= Task instructions =
Please output the stretch of entries from the line containing "Verification task: does this frame contain any concrete" through the line containing "327 672 364 707", reproducing each line verbatim with both ends included.

[Coordinate annotation entries]
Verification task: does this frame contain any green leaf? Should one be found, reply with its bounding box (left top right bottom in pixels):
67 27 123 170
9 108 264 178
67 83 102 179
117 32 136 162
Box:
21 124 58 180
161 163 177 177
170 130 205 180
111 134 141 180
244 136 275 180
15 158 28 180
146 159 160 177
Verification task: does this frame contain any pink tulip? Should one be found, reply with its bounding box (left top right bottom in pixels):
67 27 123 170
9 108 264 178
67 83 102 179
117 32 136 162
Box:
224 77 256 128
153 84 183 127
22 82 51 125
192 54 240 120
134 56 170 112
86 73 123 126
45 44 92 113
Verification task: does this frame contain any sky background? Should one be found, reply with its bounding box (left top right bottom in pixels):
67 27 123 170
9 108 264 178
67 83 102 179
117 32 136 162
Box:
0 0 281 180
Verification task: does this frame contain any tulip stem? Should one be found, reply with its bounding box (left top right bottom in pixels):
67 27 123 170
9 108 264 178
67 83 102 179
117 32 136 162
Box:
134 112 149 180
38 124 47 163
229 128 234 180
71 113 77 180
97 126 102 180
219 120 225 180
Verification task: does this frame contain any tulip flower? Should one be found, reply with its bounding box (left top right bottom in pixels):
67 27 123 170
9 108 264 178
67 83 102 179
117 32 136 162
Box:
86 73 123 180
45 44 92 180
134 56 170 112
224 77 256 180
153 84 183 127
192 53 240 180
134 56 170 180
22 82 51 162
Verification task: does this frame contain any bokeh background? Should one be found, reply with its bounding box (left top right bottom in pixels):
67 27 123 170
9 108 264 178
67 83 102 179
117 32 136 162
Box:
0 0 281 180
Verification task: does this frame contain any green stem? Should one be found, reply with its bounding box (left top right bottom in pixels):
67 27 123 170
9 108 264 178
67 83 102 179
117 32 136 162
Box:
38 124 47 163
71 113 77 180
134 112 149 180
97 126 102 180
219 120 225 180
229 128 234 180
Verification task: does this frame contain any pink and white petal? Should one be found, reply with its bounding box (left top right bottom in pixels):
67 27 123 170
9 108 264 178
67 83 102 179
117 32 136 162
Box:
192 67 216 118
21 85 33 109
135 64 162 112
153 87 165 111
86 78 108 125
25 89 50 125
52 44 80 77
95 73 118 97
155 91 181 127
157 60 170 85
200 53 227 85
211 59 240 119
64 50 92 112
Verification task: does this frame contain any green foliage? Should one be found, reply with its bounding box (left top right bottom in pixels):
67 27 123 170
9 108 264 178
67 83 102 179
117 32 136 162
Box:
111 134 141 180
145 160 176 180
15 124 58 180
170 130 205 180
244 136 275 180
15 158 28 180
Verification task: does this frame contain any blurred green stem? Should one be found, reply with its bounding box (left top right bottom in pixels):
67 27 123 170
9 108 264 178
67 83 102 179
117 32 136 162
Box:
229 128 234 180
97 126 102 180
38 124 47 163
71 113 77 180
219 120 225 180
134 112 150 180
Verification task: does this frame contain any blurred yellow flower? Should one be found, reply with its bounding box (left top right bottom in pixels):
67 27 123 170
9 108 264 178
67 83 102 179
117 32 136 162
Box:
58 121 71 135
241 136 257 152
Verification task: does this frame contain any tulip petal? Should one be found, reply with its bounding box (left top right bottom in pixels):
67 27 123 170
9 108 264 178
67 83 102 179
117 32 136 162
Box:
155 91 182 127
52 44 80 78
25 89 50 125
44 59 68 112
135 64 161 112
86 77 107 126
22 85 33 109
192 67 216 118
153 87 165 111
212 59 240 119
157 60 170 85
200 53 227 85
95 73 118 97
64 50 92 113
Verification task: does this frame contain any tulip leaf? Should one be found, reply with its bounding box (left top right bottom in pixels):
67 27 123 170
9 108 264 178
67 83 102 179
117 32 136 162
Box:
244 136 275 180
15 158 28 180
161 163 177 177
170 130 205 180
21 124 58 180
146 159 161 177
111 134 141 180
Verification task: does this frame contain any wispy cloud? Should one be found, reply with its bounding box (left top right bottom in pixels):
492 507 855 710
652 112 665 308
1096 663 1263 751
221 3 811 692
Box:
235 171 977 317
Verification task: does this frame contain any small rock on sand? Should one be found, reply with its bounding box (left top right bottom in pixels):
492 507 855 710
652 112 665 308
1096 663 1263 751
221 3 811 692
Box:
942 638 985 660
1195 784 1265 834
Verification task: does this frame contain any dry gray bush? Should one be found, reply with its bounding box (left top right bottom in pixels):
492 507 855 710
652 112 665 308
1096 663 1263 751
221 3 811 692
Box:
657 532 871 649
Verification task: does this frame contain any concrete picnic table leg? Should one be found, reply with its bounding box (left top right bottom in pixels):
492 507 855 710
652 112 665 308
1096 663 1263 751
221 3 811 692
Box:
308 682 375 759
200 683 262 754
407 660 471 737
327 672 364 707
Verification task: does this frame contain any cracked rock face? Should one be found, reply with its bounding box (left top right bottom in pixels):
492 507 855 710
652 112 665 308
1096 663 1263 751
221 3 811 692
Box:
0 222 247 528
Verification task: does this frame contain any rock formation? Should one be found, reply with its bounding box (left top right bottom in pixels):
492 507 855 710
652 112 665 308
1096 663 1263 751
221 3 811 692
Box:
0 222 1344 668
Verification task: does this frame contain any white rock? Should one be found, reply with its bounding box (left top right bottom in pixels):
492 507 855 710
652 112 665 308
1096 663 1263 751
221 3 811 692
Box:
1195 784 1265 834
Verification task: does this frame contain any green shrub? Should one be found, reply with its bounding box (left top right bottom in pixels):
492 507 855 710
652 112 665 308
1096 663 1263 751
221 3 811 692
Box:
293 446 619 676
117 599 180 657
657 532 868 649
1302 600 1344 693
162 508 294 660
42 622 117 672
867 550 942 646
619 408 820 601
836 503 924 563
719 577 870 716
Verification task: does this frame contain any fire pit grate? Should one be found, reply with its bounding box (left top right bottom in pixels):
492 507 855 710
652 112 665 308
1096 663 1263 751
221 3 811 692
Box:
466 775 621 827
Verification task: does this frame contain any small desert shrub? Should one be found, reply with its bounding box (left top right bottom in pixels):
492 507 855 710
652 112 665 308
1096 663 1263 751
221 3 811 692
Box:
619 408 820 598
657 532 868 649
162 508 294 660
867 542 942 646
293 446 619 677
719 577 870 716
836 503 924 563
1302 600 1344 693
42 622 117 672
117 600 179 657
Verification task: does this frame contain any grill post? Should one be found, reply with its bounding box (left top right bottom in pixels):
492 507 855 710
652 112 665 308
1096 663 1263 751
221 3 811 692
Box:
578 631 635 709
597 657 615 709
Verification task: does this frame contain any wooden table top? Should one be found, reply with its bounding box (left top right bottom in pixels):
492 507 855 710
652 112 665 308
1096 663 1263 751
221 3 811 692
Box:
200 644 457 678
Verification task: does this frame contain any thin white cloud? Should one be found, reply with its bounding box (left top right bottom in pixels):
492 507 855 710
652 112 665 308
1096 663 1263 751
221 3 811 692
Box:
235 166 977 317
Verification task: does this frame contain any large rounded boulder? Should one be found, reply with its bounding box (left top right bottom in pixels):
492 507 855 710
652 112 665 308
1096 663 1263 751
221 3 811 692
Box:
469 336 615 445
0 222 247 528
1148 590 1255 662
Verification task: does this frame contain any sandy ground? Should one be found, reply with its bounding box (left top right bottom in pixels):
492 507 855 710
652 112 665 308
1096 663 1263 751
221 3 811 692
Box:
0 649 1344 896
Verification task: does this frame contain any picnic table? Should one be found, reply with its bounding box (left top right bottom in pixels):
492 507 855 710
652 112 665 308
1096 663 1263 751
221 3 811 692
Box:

= Result of this task =
Verification task: does this frame contain any concrete picnic table leg? Should one be found, reply with its bounding box (left top right bottom in pixels):
492 507 855 710
652 112 665 308
1096 663 1263 751
221 3 811 692
Box:
308 682 375 759
200 683 262 754
407 660 471 737
327 672 364 707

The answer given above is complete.